● **ЗАДАНИЯ**:
**a)** Перечислите из фрагмента о творчестве Швоба всё, через что проходит путь души от эгоистического ужаса к альтруистической жалости.
**b)** Переведите на английский предложение из фрагмента о творчестве Швоба: «Искусство в противоположность общим идеям, изображает лишь индивидуальное, желает лишь единственного».
***** ФРАГМЕНТ ТЕКСТА *****
Творчество Швоба сознательно и потому, что в нем он проводит ряд отвлеченных идей о жизни, хотя кажется иногда, что его интересует только эстетическая сторона, что он творит «искусство для искусства».
Сердце человека двойственно: эгоизм уравновешивается милосердием, полюсы духа в глубине «я» и в глубине человечества; душа совершает медленный путь от эгоистического ужаса к альтруистической жалости; этот путь ведет через иронию и скептицизм сначала, потом через любовь: в любви ужас и жалость, в ней совершается кризис двух сил; искусство имеет задачей отражать кризис двойного человеческого сердца. Такова теза, поставленная в основу сборника «Двойное сердце». Там в ряде рассказов он рисует ужас во всех его изгибах и комбинациях, в его индивидуальных и исторических проявлениях. Там красное и черное царство духа. Там чуть брезжит уже ирония и любовь. И смешается с жалостью во втором сборнике.
Люди — маски; различия и подобия относительны. Художник создает различное и единственное. Искусство в противоположность общим идеям, изображает лишь индивидуальное, желает лишь единственного. Оно не классифицирует; оно деклассифицирует: «Строй среди различий, разрушай подобия». В диалоге об Анархии он изображает (немного иронически) общество Элеутероманов, заткнувших себе уши и повязавших глаза, чтобы не видеть, не слышать, не быть подобным другим меняющим ежеминутно свои решения, чтобы не быть подобным самим себе.
***** ИЗВЛЕЧЁННЫЕ ЗАПИСИ *****
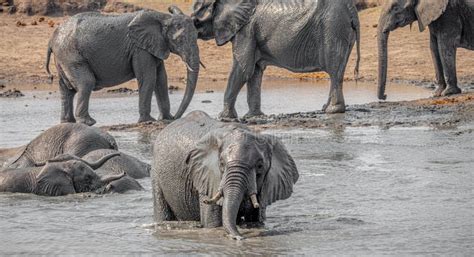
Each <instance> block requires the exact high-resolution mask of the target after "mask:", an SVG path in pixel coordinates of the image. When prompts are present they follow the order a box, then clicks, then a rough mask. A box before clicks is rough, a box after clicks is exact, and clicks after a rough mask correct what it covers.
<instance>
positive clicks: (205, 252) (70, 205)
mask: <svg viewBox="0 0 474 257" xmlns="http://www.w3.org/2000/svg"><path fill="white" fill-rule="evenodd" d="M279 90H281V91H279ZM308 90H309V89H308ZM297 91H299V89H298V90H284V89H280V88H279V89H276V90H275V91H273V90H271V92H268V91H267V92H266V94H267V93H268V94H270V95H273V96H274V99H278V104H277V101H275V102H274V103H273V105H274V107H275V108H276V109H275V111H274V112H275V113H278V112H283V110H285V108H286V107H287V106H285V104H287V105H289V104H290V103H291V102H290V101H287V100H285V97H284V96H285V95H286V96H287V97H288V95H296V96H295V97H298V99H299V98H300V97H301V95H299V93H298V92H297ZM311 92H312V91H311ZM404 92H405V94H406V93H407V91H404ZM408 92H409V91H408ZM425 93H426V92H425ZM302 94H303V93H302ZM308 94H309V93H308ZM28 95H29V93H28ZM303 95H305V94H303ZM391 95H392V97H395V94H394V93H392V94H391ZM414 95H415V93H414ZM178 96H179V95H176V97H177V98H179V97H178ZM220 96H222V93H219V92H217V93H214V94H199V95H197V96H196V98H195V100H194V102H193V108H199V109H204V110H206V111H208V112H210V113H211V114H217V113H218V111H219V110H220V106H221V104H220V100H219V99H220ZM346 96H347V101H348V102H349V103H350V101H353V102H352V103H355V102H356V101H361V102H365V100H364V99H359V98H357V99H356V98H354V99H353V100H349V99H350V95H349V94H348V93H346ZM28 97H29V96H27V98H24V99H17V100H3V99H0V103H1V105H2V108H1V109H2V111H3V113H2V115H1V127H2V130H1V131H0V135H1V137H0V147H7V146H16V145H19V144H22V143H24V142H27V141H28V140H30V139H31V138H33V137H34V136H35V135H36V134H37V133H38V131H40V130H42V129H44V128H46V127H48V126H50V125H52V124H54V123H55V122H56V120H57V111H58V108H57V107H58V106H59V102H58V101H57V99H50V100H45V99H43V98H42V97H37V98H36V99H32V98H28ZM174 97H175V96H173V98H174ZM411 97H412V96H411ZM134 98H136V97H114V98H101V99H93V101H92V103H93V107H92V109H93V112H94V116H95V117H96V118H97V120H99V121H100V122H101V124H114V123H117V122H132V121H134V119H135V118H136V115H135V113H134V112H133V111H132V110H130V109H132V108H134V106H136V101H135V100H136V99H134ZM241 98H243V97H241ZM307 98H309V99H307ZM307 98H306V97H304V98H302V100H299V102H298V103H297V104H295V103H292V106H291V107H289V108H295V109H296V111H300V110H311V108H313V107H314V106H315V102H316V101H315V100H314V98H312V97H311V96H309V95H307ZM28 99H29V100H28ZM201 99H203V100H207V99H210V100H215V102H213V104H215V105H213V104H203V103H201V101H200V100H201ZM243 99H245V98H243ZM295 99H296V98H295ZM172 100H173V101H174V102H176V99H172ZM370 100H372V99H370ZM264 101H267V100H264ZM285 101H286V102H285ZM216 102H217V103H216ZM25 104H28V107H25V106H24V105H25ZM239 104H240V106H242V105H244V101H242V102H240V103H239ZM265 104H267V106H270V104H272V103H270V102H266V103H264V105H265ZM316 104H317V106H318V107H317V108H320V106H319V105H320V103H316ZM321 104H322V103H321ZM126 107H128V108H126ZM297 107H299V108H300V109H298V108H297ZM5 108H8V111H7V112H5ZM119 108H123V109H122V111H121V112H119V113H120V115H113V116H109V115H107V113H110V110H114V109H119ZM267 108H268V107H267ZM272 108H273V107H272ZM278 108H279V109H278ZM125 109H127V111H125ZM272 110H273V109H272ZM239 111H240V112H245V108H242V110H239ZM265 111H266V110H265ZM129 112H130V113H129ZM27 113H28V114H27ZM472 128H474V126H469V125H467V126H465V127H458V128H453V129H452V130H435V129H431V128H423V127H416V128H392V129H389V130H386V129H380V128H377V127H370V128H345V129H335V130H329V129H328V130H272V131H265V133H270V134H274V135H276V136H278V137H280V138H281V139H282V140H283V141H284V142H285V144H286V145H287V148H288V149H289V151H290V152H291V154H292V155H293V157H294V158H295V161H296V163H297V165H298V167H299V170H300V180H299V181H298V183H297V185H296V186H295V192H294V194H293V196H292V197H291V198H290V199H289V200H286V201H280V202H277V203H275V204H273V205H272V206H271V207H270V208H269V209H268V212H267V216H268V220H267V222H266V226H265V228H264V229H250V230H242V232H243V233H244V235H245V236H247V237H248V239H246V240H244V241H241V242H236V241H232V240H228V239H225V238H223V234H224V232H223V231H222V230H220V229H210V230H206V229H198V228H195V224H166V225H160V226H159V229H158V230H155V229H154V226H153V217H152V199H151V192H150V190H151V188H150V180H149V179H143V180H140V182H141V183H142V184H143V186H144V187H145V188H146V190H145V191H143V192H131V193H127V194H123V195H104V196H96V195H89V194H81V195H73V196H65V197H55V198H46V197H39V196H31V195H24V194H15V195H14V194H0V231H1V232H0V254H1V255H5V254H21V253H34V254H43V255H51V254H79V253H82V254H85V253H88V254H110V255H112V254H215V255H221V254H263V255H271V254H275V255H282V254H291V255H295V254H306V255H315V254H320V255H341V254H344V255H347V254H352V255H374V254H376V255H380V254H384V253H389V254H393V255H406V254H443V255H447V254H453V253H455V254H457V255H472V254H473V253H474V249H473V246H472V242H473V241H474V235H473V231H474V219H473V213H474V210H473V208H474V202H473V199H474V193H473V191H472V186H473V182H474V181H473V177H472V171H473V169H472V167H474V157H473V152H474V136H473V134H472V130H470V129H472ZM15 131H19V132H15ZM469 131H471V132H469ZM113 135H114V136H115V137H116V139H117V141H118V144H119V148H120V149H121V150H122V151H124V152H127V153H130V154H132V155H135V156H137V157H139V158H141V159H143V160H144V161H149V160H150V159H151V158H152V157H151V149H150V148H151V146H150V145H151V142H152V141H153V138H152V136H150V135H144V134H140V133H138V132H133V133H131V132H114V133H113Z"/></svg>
*****
***** ИЗВЛЕЧЁННЫЕ ЗАПИСИ *****
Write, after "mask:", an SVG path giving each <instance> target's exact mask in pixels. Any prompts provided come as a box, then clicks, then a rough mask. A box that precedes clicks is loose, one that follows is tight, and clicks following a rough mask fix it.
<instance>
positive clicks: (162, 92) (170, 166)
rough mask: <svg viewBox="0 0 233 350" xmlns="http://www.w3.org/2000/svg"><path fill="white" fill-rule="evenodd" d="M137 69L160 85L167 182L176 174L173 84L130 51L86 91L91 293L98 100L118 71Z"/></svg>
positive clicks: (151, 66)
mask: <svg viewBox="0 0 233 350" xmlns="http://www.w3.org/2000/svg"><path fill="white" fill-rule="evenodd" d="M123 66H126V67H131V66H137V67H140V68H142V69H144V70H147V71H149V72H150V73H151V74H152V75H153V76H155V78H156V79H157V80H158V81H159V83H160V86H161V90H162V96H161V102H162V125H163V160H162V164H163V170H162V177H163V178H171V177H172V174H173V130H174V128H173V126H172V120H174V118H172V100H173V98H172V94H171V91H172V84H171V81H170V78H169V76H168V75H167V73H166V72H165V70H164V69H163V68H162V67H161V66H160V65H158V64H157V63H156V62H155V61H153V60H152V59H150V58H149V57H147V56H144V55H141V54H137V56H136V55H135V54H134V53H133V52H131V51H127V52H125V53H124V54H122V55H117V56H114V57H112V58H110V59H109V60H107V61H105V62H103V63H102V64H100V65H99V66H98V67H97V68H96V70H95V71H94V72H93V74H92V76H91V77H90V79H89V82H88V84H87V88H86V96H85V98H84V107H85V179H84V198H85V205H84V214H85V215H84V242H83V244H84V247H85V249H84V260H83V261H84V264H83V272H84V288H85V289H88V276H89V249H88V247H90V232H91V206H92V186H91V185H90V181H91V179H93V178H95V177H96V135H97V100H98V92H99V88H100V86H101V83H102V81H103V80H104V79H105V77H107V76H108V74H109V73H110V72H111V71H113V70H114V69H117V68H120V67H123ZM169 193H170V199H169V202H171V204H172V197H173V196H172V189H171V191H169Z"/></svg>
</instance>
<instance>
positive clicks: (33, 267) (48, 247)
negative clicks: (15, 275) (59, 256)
*****
● **ОТВЕТЫ ПО ЗАДАНИЯМ**:
**a)** Ирония, скептицизм, любовь.

**b)** Art, in contrast to general ideas, depicts only the individual and desires only the unique.